**What needs to be done**
Copy nothing but the text: repeat each entry exactly and drop the images.

**Task material**
──────────────────────────────

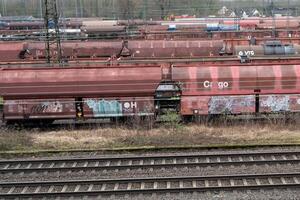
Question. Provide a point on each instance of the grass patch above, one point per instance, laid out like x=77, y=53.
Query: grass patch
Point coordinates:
x=164, y=135
x=16, y=140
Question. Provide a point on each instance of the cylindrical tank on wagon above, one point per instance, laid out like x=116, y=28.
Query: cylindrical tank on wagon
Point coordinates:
x=246, y=50
x=11, y=50
x=100, y=29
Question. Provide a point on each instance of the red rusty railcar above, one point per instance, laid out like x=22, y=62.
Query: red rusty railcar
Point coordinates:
x=238, y=89
x=59, y=93
x=79, y=81
x=133, y=48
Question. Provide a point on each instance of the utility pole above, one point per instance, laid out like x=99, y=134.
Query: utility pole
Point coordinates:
x=52, y=42
x=145, y=9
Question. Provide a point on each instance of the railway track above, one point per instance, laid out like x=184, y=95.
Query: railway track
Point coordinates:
x=148, y=185
x=148, y=162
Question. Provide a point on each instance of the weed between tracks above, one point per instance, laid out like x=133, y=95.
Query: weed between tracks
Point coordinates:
x=163, y=135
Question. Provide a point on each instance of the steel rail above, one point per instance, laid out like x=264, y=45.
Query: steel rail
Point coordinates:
x=152, y=185
x=156, y=161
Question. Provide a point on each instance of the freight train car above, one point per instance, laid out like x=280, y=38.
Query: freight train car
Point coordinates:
x=270, y=48
x=131, y=48
x=81, y=92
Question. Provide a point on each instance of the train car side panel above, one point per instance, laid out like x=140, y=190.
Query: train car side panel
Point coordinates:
x=39, y=109
x=125, y=106
x=204, y=105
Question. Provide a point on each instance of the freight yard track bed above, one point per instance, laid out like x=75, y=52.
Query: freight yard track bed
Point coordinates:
x=149, y=185
x=148, y=162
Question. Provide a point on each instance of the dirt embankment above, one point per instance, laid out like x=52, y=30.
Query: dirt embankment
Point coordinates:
x=101, y=137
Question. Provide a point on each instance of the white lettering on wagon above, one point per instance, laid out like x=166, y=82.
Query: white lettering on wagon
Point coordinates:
x=221, y=85
x=246, y=53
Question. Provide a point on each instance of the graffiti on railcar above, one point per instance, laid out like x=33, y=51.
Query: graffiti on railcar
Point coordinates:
x=231, y=104
x=275, y=103
x=105, y=108
x=121, y=107
x=47, y=107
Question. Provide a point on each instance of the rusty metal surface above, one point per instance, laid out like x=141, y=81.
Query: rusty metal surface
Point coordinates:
x=40, y=108
x=125, y=106
x=238, y=80
x=217, y=105
x=80, y=81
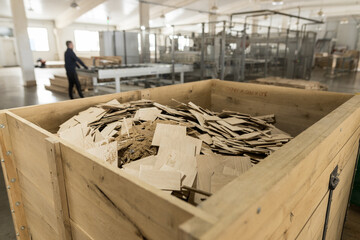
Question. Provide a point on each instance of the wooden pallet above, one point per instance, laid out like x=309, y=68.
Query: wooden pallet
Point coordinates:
x=65, y=193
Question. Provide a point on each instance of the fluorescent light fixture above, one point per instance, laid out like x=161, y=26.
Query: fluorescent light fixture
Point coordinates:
x=277, y=2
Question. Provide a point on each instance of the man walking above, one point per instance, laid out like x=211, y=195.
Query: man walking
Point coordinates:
x=71, y=62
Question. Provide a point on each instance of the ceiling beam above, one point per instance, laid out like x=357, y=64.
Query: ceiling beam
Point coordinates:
x=71, y=14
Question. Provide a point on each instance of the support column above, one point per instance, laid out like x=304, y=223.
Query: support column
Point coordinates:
x=144, y=15
x=23, y=42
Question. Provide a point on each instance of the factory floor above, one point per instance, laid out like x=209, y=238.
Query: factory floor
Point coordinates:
x=13, y=94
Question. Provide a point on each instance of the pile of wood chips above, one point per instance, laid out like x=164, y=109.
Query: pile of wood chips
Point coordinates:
x=186, y=150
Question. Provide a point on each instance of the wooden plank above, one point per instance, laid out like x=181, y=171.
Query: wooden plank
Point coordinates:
x=11, y=178
x=78, y=233
x=142, y=210
x=322, y=141
x=41, y=207
x=59, y=191
x=29, y=143
x=290, y=227
x=314, y=228
x=315, y=225
x=295, y=109
x=164, y=180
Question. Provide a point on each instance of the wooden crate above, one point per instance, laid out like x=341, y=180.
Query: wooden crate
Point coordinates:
x=58, y=191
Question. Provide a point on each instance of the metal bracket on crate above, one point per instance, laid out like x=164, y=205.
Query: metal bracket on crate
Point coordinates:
x=333, y=183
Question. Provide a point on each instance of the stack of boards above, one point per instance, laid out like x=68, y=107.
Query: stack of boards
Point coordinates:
x=293, y=83
x=187, y=151
x=60, y=84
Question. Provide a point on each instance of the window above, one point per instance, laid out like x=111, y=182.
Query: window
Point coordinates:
x=86, y=41
x=39, y=41
x=152, y=42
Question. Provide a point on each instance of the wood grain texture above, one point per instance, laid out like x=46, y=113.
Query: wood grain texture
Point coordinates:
x=59, y=191
x=295, y=109
x=113, y=196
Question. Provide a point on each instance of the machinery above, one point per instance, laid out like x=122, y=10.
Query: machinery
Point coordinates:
x=130, y=71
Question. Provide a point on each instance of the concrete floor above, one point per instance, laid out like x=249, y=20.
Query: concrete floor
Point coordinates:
x=13, y=94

──────────────────────────────

**Finished task**
Question. Provide a point on each instance of the grass patch above, one point per instance, laid out like x=77, y=53.
Query: grass patch
Point coordinates:
x=164, y=135
x=16, y=140
Question. Provide a point on each instance of the cylindrical tank on wagon above, one point per instance, laid out like x=116, y=28.
Query: cylindrical tank on wagon
Point coordinates:
x=246, y=50
x=11, y=50
x=100, y=29
Question. Provide a point on each instance of the red rusty railcar above, one point per instance, laid out like x=22, y=62.
Query: red rusty railcar
Point coordinates:
x=238, y=89
x=59, y=93
x=79, y=81
x=133, y=48
Question. Provide a point on each instance of the utility pole above, one point per instance, laid out like x=99, y=134.
Query: utility pole
Point coordinates:
x=52, y=42
x=145, y=9
Question. Provide a point on each instance of the railway track above, one point per instance, laid out like x=184, y=95.
Query: railway track
Point coordinates:
x=148, y=185
x=148, y=162
Question. Provide a point on each instance of the weed between tracks above, one point per instance, laid out like x=133, y=95.
Query: weed between tracks
Point coordinates:
x=163, y=135
Question. Provide a point on each instance of the steel rail above, one point per instance, laid out like x=264, y=45.
Query: steel rail
Point coordinates:
x=152, y=185
x=156, y=161
Question. Provide a point on each instance of the freight train car above, one point per instance, laid out like x=280, y=38.
Query: freight train car
Point coordinates:
x=270, y=48
x=131, y=48
x=81, y=92
Question. Provide a point on each instance of the train car side panel above, one point per instance, laid out like x=140, y=190.
Query: train car side panel
Point coordinates:
x=39, y=109
x=125, y=106
x=204, y=105
Question. Provide a point on each instance of the freight yard track bed above, one point per instance, laid out like x=75, y=52.
Query: freight yard track bed
Point coordinates:
x=149, y=185
x=148, y=162
Question. Provide a point on each instance of the dirt embankment above, one point per instance, laid out like x=52, y=30.
Query: dirt embankment
Point coordinates:
x=101, y=137
Question. Provide a point on each instance of the white lettering on wagon above, one point per instance, laid out like x=166, y=82.
Query: white lettering on wagon
Point coordinates:
x=221, y=85
x=246, y=53
Question. Provide a point on each instance of the graffiti on railcar above, one point per instance, laid out like x=33, y=51.
Query: graffiti on railcar
Point coordinates:
x=231, y=104
x=275, y=103
x=105, y=108
x=121, y=107
x=47, y=107
Question. Provide a point on each instance of the rusty metal surface above, one point per instance, laid out like x=141, y=81.
Query: rusty metal surface
Point coordinates:
x=40, y=108
x=125, y=106
x=238, y=80
x=217, y=105
x=80, y=81
Question. Provide a point on each instance of the wooden pallet above, one point per instance, laid out like x=309, y=68.
Query: wooden pallet
Point coordinates:
x=65, y=193
Question. Provide a point on each instance of the fluorescent light fixture above, one point per instance, laid out like x=161, y=26.
Query: fluorescent light fixture
Point coordinates:
x=277, y=2
Question. Provide a point on each instance of the man walking above, one point per instance, laid out like x=211, y=195.
Query: man walking
Point coordinates:
x=71, y=62
Question. Provide a point on each instance of the ceiling beam above, one point per instance, laid out like x=357, y=64.
Query: ceiling beam
Point coordinates:
x=71, y=14
Question. Provide a point on each instance of the support column above, one point per instance, laid out like x=304, y=223.
Query: support column
Point coordinates:
x=144, y=15
x=23, y=42
Question. Provide a point on each instance of the factory floor above, one point per instance, laid out like x=209, y=238.
Query: factory floor
Point coordinates:
x=13, y=94
Question. Provide a point on each instance of the pile of wood chips above, one point per instance, laid out like x=164, y=109.
Query: pile of wood chips
Point coordinates:
x=186, y=150
Question. Provide a point on each instance of the wooden plank above, one point per instance, laid out like x=181, y=171.
Query: wooden plank
Point coordinates:
x=11, y=178
x=78, y=233
x=142, y=210
x=322, y=141
x=41, y=207
x=59, y=191
x=29, y=143
x=290, y=227
x=314, y=228
x=315, y=225
x=295, y=109
x=164, y=180
Question. Provide a point on each instance of the wooden crate above, one point per instance, laid out like x=341, y=180.
Query: wooden crate
Point coordinates:
x=58, y=191
Question. Provide a point on each instance of the metal bracket on crate above, one point per instance, laid out like x=164, y=205.
Query: metal bracket on crate
Point coordinates:
x=333, y=183
Question. Provide a point on each instance of the stack of boards above, one point per instance, laid out like x=68, y=107.
Query: stack of boards
Point coordinates:
x=293, y=83
x=187, y=151
x=60, y=84
Question. Provide a point on each instance of the window above, one point per instance, laid out like x=111, y=182.
Query: window
Point coordinates:
x=86, y=41
x=39, y=41
x=152, y=42
Question. Provide a point on each instance of the wood grain texture above, one point per instance, laid out like x=46, y=113.
Query: wood grain texture
Point coordinates:
x=59, y=191
x=295, y=109
x=113, y=196
Question. Provide a point on each instance of the machinery above, one point per instance, laid out like x=122, y=10.
Query: machinery
Point coordinates:
x=130, y=71
Question. Provide a point on each instance of the concrete floor above, one point per instance, laid out like x=249, y=20.
Query: concrete floor
Point coordinates:
x=13, y=94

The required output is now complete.